Which lines in the material below contain the word "background"? Pick out every one and copy it.

── EXERCISE INPUT ──

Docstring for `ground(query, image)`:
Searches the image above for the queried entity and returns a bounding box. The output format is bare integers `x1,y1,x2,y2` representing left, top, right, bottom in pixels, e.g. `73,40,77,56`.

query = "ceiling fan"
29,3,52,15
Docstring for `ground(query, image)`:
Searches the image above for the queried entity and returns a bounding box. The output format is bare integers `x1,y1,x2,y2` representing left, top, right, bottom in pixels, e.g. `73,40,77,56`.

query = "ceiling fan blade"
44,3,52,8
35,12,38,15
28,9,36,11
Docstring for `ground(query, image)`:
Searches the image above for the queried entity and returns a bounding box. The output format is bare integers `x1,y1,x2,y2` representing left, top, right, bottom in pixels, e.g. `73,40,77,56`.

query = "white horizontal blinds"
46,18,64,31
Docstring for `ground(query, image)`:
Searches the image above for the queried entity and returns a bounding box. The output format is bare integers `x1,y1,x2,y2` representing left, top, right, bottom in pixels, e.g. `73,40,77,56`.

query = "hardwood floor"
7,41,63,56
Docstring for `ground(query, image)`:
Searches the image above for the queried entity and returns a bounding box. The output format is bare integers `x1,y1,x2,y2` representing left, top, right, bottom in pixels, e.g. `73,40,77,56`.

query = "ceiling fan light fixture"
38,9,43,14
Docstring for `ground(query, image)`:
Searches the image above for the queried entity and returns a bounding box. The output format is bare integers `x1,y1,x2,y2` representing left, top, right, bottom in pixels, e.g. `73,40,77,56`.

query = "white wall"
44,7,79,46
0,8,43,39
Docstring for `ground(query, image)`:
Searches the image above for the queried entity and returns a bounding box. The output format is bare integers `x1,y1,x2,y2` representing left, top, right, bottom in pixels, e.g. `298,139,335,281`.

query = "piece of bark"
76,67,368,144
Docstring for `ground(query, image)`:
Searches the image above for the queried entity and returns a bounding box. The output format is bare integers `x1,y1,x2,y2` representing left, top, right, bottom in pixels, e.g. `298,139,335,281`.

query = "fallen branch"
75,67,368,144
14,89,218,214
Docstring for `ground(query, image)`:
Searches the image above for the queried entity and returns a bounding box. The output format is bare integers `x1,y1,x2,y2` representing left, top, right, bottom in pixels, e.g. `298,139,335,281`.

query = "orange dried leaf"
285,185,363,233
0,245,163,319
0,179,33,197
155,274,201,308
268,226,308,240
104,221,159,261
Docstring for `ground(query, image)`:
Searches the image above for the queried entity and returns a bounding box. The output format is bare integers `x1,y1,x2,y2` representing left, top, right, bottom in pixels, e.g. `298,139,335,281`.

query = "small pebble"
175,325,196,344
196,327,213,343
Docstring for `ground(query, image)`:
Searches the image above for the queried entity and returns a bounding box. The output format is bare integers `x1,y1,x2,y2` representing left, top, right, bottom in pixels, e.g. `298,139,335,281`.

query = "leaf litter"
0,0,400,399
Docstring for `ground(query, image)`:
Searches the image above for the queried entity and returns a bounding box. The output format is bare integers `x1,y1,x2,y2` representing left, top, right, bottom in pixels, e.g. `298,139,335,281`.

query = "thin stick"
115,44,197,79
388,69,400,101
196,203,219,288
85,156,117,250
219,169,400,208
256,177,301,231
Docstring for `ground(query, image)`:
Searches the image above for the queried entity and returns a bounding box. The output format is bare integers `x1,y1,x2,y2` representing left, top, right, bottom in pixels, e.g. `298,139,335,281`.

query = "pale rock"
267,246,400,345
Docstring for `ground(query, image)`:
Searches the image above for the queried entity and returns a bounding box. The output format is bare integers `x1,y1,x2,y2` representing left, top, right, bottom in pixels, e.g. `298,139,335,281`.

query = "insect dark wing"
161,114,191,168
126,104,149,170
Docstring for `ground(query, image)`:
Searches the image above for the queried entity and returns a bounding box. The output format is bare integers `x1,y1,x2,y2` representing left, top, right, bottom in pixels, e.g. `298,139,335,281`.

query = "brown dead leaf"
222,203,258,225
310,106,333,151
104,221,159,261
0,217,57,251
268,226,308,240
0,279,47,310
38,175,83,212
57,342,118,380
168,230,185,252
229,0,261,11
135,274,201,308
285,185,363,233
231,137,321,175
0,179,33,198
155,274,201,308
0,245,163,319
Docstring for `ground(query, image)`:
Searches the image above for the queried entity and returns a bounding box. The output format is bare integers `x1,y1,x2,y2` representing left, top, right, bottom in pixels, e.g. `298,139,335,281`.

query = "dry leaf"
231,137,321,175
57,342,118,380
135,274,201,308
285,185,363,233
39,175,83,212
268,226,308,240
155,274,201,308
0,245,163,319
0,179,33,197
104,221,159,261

───
── EXERCISE INPUT ──

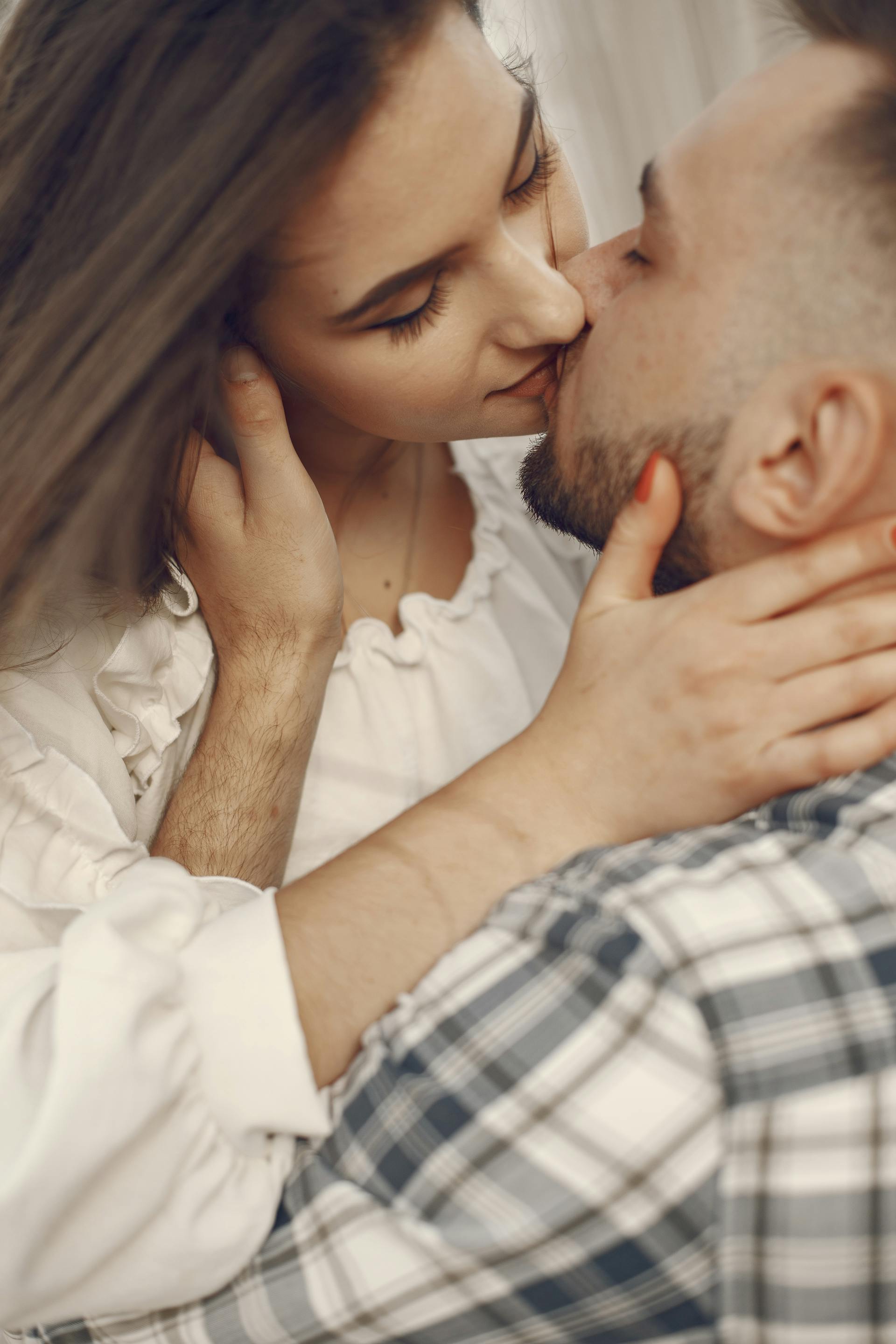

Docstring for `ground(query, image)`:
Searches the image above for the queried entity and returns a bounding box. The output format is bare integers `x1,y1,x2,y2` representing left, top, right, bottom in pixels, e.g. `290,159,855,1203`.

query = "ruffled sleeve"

───
── EXERCISE INPUT ──

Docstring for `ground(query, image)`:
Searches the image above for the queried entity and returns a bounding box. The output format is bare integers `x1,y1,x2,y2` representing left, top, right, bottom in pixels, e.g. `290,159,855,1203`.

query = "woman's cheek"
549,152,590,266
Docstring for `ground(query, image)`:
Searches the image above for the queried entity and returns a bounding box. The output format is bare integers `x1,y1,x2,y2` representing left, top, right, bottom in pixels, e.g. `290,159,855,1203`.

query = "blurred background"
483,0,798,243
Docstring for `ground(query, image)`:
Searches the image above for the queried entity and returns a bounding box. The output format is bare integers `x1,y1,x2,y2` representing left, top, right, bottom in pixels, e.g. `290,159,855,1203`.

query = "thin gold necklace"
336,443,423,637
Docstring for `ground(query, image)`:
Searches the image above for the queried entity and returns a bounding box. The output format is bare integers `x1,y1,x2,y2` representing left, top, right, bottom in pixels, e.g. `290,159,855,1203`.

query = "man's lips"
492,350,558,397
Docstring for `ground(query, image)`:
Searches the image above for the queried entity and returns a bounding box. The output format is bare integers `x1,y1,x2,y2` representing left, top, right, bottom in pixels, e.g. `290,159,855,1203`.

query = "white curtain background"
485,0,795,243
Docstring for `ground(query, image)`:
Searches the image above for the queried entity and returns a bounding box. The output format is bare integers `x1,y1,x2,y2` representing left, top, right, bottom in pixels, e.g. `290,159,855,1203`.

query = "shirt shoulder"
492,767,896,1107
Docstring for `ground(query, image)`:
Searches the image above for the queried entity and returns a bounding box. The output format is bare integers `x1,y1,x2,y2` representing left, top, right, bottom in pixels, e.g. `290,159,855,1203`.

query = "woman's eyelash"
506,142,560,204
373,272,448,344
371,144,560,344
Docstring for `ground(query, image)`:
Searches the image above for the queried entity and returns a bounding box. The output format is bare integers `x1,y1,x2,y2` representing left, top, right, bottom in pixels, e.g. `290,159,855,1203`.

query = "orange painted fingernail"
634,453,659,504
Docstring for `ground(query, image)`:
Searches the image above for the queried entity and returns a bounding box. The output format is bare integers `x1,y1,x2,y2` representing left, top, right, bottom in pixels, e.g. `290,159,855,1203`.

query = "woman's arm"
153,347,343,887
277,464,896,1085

───

TASK ANSWER
query = "blurred background"
query = "white curtain background"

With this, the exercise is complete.